> [EXERCISE DATA]

*-*-*

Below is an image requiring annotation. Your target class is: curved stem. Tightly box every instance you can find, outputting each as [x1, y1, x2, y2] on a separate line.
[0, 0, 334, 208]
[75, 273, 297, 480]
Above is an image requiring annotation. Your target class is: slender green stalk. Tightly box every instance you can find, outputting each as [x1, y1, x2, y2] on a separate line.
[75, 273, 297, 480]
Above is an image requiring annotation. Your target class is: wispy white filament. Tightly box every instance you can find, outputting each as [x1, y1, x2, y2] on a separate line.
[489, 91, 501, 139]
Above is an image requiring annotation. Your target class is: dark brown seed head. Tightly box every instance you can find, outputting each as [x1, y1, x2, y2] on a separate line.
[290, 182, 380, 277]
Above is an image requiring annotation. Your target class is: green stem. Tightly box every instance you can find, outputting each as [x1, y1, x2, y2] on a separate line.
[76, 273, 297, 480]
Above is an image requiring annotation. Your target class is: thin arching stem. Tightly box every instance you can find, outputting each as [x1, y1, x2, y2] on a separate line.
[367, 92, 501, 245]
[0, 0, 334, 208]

*-*-*

> [WHAT THIS TASK INVOLVES] The data are to be transcribed in full, exactly as given.

> [ANSWER TO THIS TASK]
Below is an image requiring annotation. Your target class is: curved stem. Tightly box every instance you can find, outputting each as [x1, y1, x2, y2] on a separate line.
[0, 0, 334, 208]
[75, 273, 297, 480]
Above is an image requiring annotation. Your target class is: slender green stalk. Tightly box every instance you can find, outputting each as [x1, y1, x2, y2] on a separate line.
[75, 273, 297, 480]
Above is an image requiring annotation. Your target class is: wispy white filament. Tightly box every instance you can find, outputting each as [x1, y1, x2, y2] on a separate line.
[489, 91, 501, 139]
Above is an image requiring annotation. Your target class is: dark brown seed head. Tightly box every instance you can find, outputting each as [x1, y1, x2, y2] on a separate line.
[290, 182, 380, 277]
Above is an image requiring annotation. Your target class is: green stem. Tightly box every instance you can find, outputting each as [x1, y1, x2, y2] on a separate line.
[76, 273, 297, 480]
Above is an image requiring annotation. Your target class is: thin arching stem. Tightly box every instance you can find, outputting each as [x1, y1, x2, y2] on a separate line.
[367, 92, 501, 245]
[0, 0, 334, 208]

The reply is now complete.